For each line below that includes the word "palm", make a copy.
★ ★ ★ ★
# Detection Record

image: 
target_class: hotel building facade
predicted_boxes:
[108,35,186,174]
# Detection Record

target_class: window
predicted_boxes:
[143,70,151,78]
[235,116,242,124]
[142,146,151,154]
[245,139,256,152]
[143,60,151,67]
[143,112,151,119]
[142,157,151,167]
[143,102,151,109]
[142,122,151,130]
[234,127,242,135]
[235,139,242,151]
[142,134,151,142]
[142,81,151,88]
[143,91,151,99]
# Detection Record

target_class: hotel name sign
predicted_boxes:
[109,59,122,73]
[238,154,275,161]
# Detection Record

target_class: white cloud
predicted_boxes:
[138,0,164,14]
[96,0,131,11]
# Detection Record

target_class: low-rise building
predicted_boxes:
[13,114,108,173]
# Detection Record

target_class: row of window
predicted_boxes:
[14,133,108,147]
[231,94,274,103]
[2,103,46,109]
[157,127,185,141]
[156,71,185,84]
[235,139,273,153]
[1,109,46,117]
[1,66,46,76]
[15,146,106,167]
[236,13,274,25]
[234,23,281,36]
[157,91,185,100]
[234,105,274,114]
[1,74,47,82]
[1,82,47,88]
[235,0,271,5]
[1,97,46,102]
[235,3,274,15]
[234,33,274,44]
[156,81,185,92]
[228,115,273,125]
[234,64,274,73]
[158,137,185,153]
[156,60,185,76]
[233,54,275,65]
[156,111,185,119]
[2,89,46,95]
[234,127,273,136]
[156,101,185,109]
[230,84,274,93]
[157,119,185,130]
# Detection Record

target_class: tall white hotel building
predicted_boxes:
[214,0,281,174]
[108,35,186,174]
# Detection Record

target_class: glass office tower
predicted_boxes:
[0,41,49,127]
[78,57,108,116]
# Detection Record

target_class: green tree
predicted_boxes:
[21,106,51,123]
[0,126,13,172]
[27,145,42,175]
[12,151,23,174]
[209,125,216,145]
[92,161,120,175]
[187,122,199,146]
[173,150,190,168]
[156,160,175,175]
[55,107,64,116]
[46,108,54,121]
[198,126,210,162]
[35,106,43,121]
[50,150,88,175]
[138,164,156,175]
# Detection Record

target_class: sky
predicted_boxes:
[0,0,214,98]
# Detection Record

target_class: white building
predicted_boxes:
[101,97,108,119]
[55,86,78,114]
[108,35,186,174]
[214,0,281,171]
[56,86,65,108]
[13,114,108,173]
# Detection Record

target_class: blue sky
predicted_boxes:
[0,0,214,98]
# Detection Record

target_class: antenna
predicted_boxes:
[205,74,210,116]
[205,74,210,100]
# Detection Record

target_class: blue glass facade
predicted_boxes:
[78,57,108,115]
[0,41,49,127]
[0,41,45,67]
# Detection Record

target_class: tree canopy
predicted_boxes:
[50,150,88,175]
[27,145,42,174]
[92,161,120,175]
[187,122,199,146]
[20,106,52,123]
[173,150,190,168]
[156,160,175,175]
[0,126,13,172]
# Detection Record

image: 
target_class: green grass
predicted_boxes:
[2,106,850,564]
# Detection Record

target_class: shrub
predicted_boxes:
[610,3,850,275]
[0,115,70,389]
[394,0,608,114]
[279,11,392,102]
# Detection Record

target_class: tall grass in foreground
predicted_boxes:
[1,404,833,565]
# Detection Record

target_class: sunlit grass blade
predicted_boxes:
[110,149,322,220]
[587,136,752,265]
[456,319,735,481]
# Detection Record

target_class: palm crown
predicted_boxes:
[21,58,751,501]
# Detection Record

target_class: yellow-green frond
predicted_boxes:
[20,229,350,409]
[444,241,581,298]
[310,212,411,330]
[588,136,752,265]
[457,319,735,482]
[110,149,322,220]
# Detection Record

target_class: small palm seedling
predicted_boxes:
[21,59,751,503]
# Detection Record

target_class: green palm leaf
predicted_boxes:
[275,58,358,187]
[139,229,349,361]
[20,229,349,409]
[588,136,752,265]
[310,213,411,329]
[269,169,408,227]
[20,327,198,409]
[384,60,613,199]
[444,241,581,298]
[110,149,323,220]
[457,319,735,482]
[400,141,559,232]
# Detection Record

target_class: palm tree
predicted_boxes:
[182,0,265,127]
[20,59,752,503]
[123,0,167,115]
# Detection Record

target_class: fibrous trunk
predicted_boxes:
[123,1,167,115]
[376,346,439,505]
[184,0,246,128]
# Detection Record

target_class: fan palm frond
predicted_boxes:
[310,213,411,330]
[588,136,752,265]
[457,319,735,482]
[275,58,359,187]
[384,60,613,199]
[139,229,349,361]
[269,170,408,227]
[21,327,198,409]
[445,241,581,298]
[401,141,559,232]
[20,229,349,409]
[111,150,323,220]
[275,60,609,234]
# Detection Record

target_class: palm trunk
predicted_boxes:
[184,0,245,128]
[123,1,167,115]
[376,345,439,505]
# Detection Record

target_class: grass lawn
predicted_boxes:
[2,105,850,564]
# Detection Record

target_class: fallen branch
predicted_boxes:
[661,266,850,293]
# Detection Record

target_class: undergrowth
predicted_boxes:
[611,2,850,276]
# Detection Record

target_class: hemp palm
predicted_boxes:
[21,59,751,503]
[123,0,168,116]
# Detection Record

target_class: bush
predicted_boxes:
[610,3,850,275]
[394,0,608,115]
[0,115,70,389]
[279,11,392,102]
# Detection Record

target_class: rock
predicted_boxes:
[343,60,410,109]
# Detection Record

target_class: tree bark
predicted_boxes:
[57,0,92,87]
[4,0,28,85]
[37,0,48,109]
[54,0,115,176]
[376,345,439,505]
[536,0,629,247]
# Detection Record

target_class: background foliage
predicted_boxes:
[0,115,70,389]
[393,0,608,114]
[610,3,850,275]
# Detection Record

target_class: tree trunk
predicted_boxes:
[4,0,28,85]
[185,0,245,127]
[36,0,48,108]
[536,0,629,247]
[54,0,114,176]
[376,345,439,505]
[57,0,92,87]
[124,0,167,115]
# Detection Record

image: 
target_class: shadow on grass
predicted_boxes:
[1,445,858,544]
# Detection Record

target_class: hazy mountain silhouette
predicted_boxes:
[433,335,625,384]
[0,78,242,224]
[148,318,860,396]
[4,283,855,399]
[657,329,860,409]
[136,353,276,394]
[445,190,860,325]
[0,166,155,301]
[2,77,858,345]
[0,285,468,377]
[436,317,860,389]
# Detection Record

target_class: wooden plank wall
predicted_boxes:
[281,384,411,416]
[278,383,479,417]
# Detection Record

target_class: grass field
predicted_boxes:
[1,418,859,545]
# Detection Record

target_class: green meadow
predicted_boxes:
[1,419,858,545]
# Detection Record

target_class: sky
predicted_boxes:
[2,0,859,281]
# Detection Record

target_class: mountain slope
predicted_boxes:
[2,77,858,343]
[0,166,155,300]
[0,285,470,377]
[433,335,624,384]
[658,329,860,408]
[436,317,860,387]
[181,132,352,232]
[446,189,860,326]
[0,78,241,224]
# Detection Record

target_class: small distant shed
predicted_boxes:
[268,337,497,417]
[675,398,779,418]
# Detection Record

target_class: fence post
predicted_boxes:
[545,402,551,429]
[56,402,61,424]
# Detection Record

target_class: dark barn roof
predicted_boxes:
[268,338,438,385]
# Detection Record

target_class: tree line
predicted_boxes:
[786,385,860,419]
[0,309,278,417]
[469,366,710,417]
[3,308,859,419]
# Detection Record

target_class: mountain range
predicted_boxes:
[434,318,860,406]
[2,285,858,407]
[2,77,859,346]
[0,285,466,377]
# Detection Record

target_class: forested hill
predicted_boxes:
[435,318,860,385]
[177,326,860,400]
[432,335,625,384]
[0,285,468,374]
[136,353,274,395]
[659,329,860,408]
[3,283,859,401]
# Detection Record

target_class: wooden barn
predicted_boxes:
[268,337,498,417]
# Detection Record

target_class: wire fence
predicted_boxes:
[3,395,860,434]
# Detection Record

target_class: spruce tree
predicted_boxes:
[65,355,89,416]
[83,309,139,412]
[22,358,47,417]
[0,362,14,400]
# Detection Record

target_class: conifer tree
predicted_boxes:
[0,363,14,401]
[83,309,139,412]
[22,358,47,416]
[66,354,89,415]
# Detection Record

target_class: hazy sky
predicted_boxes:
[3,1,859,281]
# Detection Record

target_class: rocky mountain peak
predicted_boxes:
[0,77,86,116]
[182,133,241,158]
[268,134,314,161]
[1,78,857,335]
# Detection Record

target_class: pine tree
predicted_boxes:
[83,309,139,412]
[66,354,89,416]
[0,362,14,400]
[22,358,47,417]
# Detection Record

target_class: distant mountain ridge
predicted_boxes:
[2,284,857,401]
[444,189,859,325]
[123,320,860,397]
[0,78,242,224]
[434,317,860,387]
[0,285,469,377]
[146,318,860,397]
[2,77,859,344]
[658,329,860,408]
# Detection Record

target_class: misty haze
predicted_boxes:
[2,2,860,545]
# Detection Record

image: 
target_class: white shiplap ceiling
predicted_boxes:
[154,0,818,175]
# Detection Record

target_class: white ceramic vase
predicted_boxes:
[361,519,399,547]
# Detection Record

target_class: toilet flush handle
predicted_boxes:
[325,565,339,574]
★ ★ ★ ★
ANSWER TO THIS PROBLEM
target_class: palm crown
target_class: small palm seedling
target_class: green palm leaf
target_class: palm tree
target_class: fan palm frond
target_class: palm trunk
target_class: hemp palm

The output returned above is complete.